ページ抜粋の「今日この映画を見ました。」から「感情移入させられる感じです。」まで（両端を含む）を、「ネット」を「インターネット」に置き換えて書き写す。

ページ抜粋 →

--------------------------------------------------

よそ見でもしながら映画を見たか、ただ理解力がないだけなのか分からないが、少なくともあなたが語っているような安っぽい映画ではないということだけは言っておく。なにがテーマに描かれているか分からない?こんなにもはっきりとしているのに何故わからないのか理解に苦しむよ。現実世界と非現実世界の2つを1人の主人公を軸に実にわかりやすく描かれている。前半の現実世界での主人公と後半の非現実世界の主人公の変化もとても解りやすい。そして、安室の心情が描かれていないので何者なのか目的はなんなのか謎と言うが、それは岩井俊二監督の実力不足ではなくわざとそのように描いているんだよ。あくまでスポットライトを当てているのは主人公であって、安室はそれを引き立たせるただの脇役。目立ちすぎてもよくないだろうからああいう使い方をしてるんだろう。これだけ映画を理解せずに頭の悪い批評をしている人を久々に見た気がするよ。Twitterで中身のない感想言い合ってる若者じゃないんだからさ( 笑 )もう少し映画をきちんと見なさい。
はじめまして。
今日この映画を見ました。
見終わって、イライラというか何かもう大きな声で「つまらない!!」叫びたくなるほど、つまらない映画だと思いました。
映画男さんと殆ど同じ感想です。
画も演技も自然な感じで良いのです。
ですが、なんて言うか、継ぎ接ぎだらけの映画という印象です。
他の人はどういう感想なのか気になりネットを見たら、意外に高評価なんですよね。深く掘り下げた解説もあったりして、、そして謎解きになってたり・・・
心にも響きませんでした・・残念です。主要人物たちの演技が素晴らしいので場面では擽られそうになりましたが、予告編を見たときのような感じしかないです。無理に感情移入させられる感じです。

--------------------------------------------------

生データ →

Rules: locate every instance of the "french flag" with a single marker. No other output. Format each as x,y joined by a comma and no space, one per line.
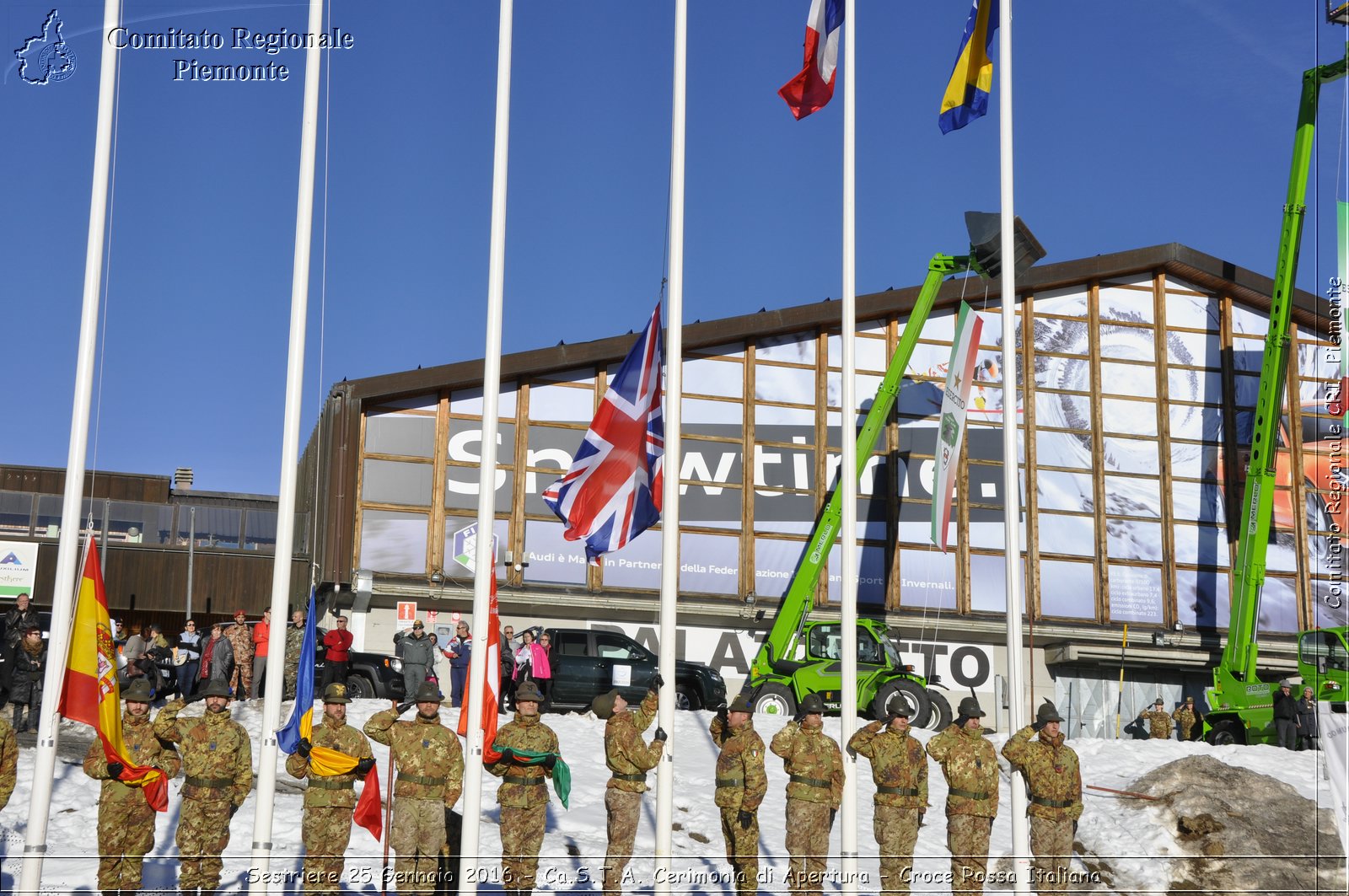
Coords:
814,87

--------------------------------------------------

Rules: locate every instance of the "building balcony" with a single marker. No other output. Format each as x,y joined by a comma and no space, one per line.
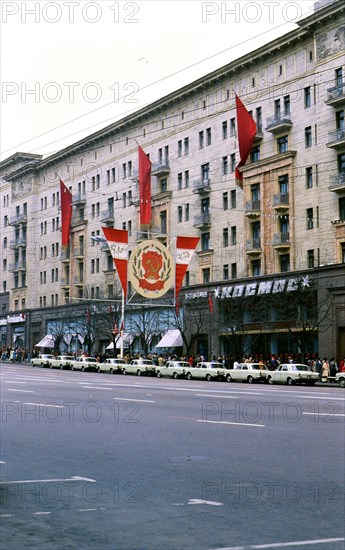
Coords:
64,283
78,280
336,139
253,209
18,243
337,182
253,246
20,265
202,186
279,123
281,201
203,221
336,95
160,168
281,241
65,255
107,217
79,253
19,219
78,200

--------------------------------------------------

解答 →
今日この映画を見ました。
見終わって、イライラというか何かもう大きな声で「つまらない!!」叫びたくなるほど、つまらない映画だと思いました。
映画男さんと殆ど同じ感想です。
画も演技も自然な感じで良いのです。
ですが、なんて言うか、継ぎ接ぎだらけの映画という印象です。
他の人はどういう感想なのか気になりインターネットを見たら、意外に高評価なんですよね。深く掘り下げた解説もあったりして、、そして謎解きになってたり・・・
心にも響きませんでした・・残念です。主要人物たちの演技が素晴らしいので場面では擽られそうになりましたが、予告編を見たときのような感じしかないです。無理に感情移入させられる感じです。